• [Job a]: Return each line of the entries below that contains the word "face".

# Start of Selected excerpt

# Always split your boiler...



## carbonkid85 (Jan 19, 2011)

Made some progress with my restoration project today but it taught me a very valuable lesson. NEVER buy a second hand machine and try to cut corners with the restoration work.

Here is what I found inside...




























No wonder it won't bleeding work!


----------



## Spazbarista (Dec 6, 2011)

Mmmmmm......yummy


----------



## lookseehear (Jul 16, 2010)

Wow - that definitely needed doing. Just hope you can get it back together afterwards!


----------



## JohnnieWalker (Aug 24, 2011)

WTF

---

I am here: http://tapatalk.com/map.php?npcwbf

Coffee & Accessories available at http://TheCoffeeShop.Co


----------



## carbonkid85 (Jan 19, 2011)

Overnight citric bath and we're getting there


















Could be worse. I've heard horror stories of machines full of cockroaches which have infested a guy's house during a tear down!


----------



## lookseehear (Jul 16, 2010)

That looks much better. I'd have thought the water would taste pretty bad before the descale.


----------



## carbonkid85 (Jan 19, 2011)

I wasn't getting anything through the group before.

I'm still going to need to figure out the HX and descale that next. I just wish there was a little more information available online to help!


----------



## espressotechno (Apr 11, 2011)

Buy a plastic dustbin & 5 litres of phosphoric acid.

Fill dustbin with dilute acid (approx. 5:1 dilution)

Dismantle boiler, or group head, or valves, etc.

Soak all the parts - not electricals - overnight. Rinse in water. Allow to dry.

With some components, eg group heads, it may be necessary soak in hot acid (dilute with hot water) & poke the small bore passages with wire.


----------

# End of Selected excerpt

• [Job b]: Reproduce word for word the section of the boiler restoration thread above from "I wasn't getting" up to and including "online to help!".

# Start of Records for this exercise

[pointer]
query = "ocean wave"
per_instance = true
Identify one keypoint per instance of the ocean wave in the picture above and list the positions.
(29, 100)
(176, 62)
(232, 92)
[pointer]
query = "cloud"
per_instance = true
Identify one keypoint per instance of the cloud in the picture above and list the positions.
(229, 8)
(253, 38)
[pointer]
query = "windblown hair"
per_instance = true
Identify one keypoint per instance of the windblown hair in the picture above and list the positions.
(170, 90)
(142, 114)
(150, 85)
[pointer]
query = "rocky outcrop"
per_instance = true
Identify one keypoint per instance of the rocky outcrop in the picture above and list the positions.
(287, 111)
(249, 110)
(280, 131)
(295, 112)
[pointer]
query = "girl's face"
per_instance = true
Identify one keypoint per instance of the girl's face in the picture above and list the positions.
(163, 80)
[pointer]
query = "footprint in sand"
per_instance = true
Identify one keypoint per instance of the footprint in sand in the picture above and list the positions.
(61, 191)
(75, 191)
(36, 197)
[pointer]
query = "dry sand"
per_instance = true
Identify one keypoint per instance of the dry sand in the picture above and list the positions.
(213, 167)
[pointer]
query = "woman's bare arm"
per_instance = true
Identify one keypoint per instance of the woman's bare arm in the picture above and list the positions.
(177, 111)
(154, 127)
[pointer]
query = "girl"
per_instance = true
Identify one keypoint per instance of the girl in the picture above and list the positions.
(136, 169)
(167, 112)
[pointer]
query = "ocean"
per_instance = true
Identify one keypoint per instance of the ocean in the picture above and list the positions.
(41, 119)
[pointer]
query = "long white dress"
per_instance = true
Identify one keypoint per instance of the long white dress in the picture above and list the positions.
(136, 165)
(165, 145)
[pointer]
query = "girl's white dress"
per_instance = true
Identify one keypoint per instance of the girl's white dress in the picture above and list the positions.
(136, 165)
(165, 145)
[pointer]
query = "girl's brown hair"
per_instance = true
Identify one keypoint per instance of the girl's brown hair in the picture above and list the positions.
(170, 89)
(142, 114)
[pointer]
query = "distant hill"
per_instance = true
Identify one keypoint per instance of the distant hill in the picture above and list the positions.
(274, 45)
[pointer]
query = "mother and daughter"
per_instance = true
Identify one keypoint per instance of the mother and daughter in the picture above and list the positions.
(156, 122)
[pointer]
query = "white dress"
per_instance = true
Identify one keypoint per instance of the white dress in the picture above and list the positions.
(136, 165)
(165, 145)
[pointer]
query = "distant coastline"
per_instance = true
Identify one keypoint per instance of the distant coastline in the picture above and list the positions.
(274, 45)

# End of Records for this exercise

• [Final answer a]:
query = "girl's face"
Identify one keypoint per instance of the girl's face in the picture above and list the positions.

• [Final answer b]:
I wasn't getting anything through the group before.

I'm still going to need to figure out the HX and descale that next. I just wish there was a little more information available online to help!